> **PROBLEM REQUIREMENTS**
Which lines in the records below contain the string "window"? Extract each of those lines, treating case as significant.

### SUPPLIED DATA

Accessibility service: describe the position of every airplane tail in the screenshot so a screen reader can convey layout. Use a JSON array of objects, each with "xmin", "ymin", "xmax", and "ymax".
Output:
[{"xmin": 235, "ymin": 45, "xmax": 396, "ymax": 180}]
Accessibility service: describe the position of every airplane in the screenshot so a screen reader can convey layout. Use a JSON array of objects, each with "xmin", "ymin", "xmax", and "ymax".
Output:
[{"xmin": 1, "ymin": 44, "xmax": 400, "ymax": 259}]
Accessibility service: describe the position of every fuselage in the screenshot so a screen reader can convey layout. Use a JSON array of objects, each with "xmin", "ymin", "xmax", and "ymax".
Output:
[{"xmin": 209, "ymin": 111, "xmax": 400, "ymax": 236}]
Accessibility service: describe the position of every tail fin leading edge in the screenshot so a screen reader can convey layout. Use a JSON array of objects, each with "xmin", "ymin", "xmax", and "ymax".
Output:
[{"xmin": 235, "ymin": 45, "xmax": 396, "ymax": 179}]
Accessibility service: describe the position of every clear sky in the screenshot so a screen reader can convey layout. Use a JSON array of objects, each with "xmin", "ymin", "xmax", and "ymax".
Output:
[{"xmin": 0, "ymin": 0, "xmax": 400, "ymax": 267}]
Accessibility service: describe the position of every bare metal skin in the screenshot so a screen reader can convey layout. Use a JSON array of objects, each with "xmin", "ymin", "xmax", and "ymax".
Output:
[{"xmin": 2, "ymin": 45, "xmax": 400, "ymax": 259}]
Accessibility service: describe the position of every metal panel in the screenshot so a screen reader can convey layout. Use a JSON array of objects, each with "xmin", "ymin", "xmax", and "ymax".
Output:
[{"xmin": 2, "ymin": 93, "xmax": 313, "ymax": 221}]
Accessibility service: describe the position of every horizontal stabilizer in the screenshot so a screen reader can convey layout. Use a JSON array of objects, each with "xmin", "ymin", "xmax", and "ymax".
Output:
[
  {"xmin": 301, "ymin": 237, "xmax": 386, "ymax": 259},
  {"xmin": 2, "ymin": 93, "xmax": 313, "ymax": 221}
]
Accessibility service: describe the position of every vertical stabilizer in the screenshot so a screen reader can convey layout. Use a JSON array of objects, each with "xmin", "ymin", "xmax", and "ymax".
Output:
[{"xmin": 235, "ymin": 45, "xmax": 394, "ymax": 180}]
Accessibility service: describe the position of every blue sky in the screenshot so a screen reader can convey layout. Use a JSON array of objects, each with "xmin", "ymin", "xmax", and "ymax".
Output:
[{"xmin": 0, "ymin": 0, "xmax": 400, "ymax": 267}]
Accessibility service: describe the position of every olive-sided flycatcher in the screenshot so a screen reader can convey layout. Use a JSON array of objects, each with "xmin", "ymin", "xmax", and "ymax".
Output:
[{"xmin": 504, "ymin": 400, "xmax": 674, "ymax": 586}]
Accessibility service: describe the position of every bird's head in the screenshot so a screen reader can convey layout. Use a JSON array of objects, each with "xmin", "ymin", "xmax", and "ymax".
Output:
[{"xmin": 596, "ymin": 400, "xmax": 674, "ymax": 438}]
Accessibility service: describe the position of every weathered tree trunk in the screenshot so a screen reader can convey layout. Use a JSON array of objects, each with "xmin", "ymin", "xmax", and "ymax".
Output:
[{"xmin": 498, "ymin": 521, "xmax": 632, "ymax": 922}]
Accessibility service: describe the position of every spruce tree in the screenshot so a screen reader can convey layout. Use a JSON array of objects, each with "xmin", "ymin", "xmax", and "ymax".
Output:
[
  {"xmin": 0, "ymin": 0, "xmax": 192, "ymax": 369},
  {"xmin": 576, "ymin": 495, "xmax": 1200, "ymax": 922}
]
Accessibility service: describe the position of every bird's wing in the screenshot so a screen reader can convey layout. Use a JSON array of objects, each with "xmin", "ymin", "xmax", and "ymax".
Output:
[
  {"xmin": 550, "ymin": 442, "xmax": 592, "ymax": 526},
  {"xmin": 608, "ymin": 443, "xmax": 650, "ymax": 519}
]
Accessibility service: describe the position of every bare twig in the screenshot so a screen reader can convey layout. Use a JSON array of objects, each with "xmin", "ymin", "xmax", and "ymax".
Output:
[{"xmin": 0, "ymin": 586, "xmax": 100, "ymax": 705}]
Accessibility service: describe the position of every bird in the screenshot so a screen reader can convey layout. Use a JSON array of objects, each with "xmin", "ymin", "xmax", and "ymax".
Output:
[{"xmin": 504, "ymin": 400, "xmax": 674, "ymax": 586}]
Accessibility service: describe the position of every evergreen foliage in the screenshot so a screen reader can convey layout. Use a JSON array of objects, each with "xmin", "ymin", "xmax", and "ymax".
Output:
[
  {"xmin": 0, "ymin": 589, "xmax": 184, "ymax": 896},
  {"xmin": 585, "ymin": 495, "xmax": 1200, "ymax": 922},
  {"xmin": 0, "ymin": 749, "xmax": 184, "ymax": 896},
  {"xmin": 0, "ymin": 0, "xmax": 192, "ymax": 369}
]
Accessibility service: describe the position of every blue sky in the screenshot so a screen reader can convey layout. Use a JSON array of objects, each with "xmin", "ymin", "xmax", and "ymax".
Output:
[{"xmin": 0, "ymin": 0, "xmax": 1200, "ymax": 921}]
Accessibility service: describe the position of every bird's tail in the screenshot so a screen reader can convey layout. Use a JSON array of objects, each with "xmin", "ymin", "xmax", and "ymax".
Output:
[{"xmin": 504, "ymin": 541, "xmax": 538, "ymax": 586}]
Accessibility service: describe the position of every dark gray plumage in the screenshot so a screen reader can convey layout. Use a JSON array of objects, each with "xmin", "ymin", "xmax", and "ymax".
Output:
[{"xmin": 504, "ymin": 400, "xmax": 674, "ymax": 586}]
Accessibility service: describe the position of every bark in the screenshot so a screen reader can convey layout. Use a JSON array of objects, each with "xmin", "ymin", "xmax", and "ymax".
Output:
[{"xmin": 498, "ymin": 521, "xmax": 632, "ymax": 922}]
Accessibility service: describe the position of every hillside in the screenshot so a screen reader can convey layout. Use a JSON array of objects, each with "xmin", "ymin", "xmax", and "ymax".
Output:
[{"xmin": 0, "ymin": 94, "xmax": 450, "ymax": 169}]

######
### SUPPLIED DATA

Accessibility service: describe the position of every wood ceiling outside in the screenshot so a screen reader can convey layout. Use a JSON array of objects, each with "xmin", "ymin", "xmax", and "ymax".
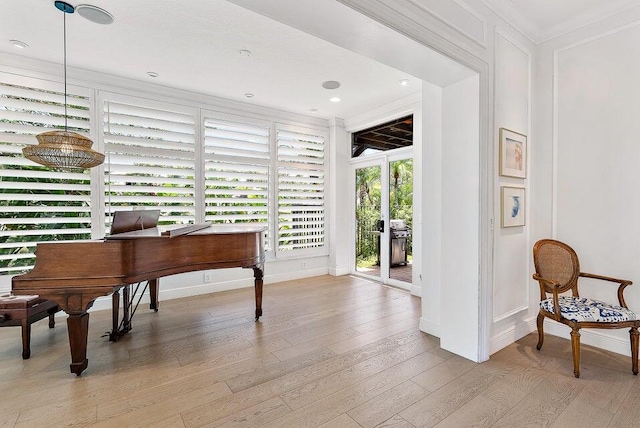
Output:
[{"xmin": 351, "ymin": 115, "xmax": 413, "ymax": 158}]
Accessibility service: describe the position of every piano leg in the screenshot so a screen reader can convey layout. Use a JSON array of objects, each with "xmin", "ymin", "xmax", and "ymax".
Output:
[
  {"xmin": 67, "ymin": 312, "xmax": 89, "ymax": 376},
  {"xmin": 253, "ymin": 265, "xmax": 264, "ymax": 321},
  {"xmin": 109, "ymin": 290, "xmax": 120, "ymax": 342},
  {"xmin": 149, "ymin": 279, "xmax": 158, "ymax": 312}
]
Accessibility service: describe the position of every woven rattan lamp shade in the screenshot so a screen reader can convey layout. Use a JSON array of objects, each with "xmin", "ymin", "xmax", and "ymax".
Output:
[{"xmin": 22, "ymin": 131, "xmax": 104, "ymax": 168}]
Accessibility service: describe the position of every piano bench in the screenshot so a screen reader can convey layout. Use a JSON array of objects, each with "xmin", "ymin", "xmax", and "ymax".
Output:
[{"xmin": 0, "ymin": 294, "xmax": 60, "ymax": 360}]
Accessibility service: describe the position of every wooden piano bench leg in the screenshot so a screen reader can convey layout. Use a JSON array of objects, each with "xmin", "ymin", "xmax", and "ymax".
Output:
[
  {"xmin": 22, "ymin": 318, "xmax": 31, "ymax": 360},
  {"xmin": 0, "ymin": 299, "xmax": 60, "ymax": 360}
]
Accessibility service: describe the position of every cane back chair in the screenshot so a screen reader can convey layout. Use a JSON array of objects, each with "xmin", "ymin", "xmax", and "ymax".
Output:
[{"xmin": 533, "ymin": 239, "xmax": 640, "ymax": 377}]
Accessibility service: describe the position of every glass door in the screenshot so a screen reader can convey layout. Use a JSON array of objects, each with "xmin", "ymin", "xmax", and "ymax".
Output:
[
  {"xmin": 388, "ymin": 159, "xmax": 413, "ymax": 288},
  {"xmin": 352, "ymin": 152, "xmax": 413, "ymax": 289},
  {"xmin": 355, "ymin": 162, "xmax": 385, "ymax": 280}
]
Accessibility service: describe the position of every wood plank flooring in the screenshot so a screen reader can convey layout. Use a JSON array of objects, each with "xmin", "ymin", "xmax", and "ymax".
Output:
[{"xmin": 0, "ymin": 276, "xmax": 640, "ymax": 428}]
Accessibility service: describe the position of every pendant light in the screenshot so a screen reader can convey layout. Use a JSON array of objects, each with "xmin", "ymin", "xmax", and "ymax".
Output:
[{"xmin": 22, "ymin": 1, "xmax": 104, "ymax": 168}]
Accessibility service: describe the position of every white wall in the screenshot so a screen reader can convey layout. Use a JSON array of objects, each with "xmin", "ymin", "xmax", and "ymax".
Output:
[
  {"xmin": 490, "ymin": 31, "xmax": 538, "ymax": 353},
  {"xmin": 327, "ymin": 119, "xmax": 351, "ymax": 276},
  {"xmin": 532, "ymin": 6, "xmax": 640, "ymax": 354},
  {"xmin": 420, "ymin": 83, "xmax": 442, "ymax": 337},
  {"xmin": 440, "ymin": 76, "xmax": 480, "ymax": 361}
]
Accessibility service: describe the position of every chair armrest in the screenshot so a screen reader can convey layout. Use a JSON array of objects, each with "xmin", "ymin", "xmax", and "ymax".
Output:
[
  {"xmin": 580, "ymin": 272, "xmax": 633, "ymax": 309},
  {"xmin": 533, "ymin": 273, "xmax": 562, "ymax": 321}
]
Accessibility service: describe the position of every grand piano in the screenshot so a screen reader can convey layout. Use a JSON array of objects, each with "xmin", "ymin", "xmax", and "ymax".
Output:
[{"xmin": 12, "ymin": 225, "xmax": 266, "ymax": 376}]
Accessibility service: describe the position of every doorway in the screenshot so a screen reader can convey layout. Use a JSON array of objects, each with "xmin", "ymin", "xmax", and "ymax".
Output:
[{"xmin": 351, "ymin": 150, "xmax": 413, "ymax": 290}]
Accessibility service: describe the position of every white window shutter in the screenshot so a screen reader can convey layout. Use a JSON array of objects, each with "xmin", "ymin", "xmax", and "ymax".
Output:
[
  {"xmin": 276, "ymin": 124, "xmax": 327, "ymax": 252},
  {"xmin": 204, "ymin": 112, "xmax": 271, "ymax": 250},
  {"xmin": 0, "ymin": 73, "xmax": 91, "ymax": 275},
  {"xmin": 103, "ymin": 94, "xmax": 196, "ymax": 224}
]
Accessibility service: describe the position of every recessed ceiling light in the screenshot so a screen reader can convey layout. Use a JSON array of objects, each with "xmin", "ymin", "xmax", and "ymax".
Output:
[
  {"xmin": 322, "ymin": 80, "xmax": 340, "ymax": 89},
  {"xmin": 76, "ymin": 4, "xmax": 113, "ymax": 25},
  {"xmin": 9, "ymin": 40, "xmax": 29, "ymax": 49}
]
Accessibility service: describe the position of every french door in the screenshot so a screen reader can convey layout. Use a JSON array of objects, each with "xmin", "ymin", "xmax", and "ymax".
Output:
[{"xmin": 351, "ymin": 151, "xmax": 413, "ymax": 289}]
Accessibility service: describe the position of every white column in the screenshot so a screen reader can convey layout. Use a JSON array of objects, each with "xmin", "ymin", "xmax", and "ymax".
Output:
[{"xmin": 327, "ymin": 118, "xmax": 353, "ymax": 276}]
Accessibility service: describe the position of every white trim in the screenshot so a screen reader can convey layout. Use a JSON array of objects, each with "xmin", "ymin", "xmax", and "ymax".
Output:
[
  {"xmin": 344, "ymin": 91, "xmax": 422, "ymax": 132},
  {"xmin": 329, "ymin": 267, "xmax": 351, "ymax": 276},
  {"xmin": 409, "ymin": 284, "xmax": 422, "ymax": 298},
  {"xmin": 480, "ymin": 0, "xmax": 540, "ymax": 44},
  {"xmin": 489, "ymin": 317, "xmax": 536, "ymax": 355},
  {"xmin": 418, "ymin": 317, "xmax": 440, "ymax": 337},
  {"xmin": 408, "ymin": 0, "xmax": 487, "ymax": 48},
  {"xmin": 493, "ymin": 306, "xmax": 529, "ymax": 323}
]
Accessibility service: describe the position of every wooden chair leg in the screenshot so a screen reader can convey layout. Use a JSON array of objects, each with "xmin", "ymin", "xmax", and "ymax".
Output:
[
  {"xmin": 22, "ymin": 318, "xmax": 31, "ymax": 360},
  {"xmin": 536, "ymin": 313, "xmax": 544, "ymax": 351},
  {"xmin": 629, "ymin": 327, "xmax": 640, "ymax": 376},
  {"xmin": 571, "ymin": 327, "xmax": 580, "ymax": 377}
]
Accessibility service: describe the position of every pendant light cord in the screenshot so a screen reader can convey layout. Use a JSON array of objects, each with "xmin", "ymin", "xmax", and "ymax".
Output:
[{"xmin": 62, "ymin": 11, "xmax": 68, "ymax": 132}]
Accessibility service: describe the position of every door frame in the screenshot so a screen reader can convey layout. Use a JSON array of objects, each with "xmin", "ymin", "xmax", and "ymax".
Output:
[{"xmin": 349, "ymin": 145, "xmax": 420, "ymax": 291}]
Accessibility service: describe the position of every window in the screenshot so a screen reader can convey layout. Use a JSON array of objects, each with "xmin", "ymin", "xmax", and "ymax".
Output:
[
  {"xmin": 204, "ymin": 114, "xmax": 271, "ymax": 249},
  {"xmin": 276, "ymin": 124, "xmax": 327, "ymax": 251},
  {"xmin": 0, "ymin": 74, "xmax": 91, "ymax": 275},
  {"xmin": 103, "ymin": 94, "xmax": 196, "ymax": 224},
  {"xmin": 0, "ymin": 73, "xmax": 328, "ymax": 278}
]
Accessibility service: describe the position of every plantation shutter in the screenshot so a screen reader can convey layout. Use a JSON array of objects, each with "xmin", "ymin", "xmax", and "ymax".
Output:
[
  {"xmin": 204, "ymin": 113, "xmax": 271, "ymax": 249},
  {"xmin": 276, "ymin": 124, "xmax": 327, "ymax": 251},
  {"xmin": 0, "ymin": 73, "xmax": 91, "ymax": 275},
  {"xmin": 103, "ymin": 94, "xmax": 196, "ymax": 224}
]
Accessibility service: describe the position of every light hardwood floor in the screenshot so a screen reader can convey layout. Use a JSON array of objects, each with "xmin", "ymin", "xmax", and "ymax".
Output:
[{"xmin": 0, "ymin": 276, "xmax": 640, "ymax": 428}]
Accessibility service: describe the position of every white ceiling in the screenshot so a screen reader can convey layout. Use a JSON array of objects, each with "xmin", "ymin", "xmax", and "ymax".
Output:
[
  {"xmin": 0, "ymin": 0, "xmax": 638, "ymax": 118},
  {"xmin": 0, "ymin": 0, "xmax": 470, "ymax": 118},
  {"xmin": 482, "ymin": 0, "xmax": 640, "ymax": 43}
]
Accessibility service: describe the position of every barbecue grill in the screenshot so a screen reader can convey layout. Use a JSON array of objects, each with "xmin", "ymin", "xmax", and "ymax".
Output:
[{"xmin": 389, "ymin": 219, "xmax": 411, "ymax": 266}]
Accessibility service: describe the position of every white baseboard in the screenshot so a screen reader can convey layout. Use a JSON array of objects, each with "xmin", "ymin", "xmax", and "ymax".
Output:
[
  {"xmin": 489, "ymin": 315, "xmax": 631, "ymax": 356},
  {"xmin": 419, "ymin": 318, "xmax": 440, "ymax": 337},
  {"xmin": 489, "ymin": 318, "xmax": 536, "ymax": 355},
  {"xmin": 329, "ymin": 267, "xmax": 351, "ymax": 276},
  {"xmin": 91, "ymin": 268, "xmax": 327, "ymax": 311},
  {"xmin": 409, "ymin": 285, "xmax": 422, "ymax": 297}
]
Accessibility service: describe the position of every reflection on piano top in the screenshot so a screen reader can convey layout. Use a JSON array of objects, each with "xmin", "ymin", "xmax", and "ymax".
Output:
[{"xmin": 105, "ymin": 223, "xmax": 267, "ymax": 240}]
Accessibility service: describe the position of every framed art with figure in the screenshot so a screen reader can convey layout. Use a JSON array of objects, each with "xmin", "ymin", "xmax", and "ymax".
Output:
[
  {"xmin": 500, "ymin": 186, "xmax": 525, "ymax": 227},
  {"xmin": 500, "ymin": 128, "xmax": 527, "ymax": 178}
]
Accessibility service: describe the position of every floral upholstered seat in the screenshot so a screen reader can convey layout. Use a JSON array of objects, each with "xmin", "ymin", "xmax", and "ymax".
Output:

######

> **OUTPUT OF THE EXERCISE**
Accessibility service: describe the position of every white window shutter in the screenshot so a screen reader can convey layout. Use a JSON array of objects, each with "xmin", "ymin", "xmax", and "ymax".
Accessibility service: describe the position of every window in the screenshot so a screen reader can convey layout. Use a JSON array of objects, each with "xmin", "ymin", "xmax", and "ymax".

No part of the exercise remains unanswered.